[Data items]
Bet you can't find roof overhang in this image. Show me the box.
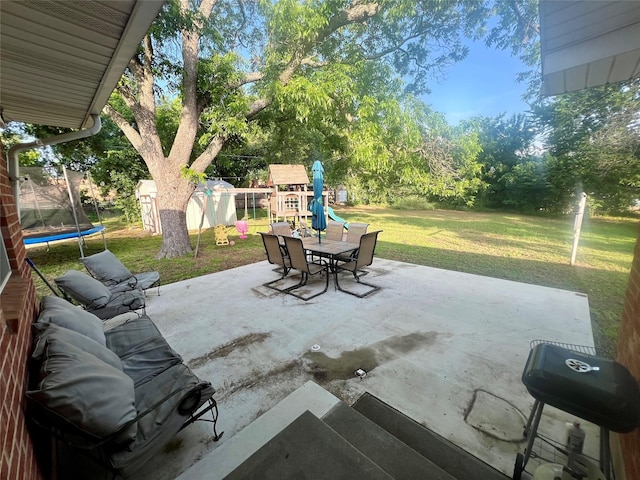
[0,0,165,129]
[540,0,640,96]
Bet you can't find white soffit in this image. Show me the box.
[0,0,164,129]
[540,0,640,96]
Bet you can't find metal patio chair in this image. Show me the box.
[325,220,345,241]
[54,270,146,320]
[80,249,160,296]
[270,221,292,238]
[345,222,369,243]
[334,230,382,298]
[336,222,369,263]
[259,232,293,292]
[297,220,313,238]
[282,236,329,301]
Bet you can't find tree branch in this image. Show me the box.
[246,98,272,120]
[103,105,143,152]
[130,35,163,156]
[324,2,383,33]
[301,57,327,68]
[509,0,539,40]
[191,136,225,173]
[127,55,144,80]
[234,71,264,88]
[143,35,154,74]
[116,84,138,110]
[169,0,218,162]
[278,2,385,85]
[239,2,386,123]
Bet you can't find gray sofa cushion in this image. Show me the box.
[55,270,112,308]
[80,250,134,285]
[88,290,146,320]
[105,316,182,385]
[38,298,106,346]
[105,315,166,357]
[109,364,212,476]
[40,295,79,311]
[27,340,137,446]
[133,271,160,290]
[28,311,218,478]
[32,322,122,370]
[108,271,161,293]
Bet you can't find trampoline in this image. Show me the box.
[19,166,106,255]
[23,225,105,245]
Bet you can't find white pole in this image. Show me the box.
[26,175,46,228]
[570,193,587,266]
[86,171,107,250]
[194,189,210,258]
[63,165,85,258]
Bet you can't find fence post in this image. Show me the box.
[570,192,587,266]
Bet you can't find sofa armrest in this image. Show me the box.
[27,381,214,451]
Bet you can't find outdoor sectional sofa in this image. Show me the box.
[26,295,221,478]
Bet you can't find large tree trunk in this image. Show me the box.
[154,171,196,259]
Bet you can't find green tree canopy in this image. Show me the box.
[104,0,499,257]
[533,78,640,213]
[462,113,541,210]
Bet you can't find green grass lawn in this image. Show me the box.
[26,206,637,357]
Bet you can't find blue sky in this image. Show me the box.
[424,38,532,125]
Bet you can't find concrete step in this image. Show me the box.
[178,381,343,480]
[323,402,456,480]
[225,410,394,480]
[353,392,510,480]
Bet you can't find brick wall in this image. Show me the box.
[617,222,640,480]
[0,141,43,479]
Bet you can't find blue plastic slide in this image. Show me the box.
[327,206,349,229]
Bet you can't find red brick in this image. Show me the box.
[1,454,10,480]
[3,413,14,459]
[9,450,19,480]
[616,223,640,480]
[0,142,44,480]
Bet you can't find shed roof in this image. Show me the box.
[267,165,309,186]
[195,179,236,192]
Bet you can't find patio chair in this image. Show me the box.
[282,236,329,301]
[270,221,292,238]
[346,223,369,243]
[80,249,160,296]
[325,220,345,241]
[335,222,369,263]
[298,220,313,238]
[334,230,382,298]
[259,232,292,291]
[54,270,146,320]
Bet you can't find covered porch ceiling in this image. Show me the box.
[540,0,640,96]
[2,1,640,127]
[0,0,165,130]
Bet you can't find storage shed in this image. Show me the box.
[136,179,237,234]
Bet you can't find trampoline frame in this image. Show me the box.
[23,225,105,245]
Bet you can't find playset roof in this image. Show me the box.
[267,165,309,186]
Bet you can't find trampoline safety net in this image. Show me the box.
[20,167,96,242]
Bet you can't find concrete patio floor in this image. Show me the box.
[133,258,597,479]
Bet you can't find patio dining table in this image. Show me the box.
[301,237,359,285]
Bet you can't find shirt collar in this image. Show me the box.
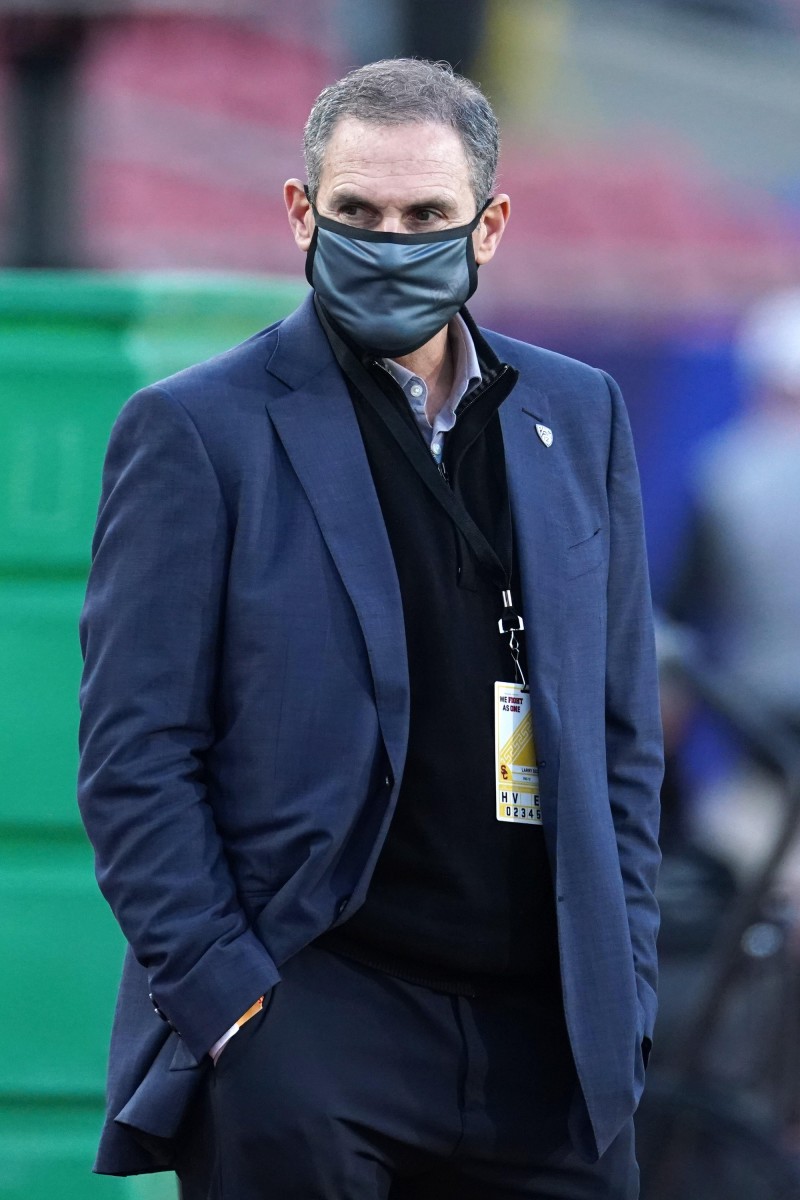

Exercise description
No pictures belong in the copy. Repeat the entries exactly.

Result for this task
Bet you can't find roof overhang in this image. Show me the box.
[0,0,165,129]
[540,0,640,96]
Bet you can't find white soffit in this image. Show me the box.
[0,0,164,129]
[540,0,640,96]
Bet you can't find metal patio chair in this image. Show me the box.
[325,220,345,241]
[54,270,146,320]
[80,249,160,296]
[270,221,292,238]
[345,222,369,243]
[334,230,382,298]
[336,222,369,263]
[259,232,293,292]
[297,220,313,238]
[282,236,329,301]
Bet you can't find tree branch in this image. Show me the box.
[246,98,272,120]
[103,105,143,152]
[130,35,163,156]
[324,2,383,33]
[301,57,327,68]
[509,0,539,40]
[191,136,225,173]
[127,55,144,80]
[234,71,264,88]
[143,35,154,74]
[116,84,138,110]
[169,0,218,162]
[278,2,385,85]
[239,2,386,123]
Bet you can't find gray sofa cushion in this image. Show me the box.
[55,270,112,308]
[80,250,134,285]
[88,290,146,320]
[105,316,182,385]
[38,298,106,346]
[105,315,166,357]
[109,364,212,476]
[40,295,79,311]
[27,340,137,446]
[133,271,160,290]
[28,311,218,478]
[32,322,122,370]
[108,271,161,293]
Bet you can't find trampoline in this image. Show me the box.
[19,166,106,255]
[23,225,105,245]
Bet you can't find white pole in this image. Show me the box.
[26,175,46,228]
[570,193,587,266]
[86,171,107,250]
[194,189,210,258]
[63,165,85,258]
Bet you can't find fence post in this image. Show me the box.
[570,192,587,266]
Bet you can't find sofa armrest in this image. Show me the box.
[27,381,214,451]
Bet you can't find outdoor sectional sofa in this image. Show me the box.
[26,295,221,478]
Bet you can't find large tree trunk in this image. Show me the box.
[154,171,196,259]
Bet you can't find green tree canopy in this image. Show me the box.
[104,0,499,257]
[533,78,640,213]
[462,113,541,210]
Bet you can't find green grass lawn in this image. Show me the box.
[26,206,637,357]
Bet you can't find blue sky in this image. Show me the box.
[424,38,532,125]
Bet you can't find concrete step in this image. Show me the box.
[178,381,343,480]
[323,402,456,480]
[225,410,394,480]
[353,392,510,480]
Bet you can't find brick wall in this image. Show me the box.
[617,222,640,480]
[0,141,43,479]
Bet you can't find blue plastic slide in this image. Show me the box.
[327,206,349,229]
Bet you can't find red brick in this image. Show me the box.
[1,454,10,480]
[3,413,14,459]
[9,450,19,480]
[616,223,640,480]
[0,142,44,480]
Bet you can't find shed roof in this image. Show me the box.
[267,165,309,186]
[195,179,236,192]
Bet you can't find patio chair in this image. Show me the box.
[282,236,329,301]
[270,221,292,238]
[346,223,369,243]
[80,249,160,296]
[325,220,345,241]
[335,222,369,263]
[298,220,313,238]
[334,230,382,298]
[259,232,292,291]
[54,270,146,320]
Bet you can't find covered porch ceiling in this image. Show me the box.
[540,0,640,96]
[2,1,640,127]
[0,0,165,130]
Bet you can't find storage shed in this image. Show me the box.
[136,179,237,234]
Bet you can't find trampoline frame in this image. Show me the box.
[23,225,105,245]
Bet you can't find playset roof in this image. Show me the box.
[267,165,309,186]
Bet you can't find trampoline safety net in this image. Show me the box.
[20,167,96,242]
Bet you can't find concrete patio floor in this image. Show me the box.
[133,258,597,479]
Bet you can't find patio dining table in this image. Show me the box.
[301,237,359,285]
Bet you can't find shirt collar in this image. Show me the box.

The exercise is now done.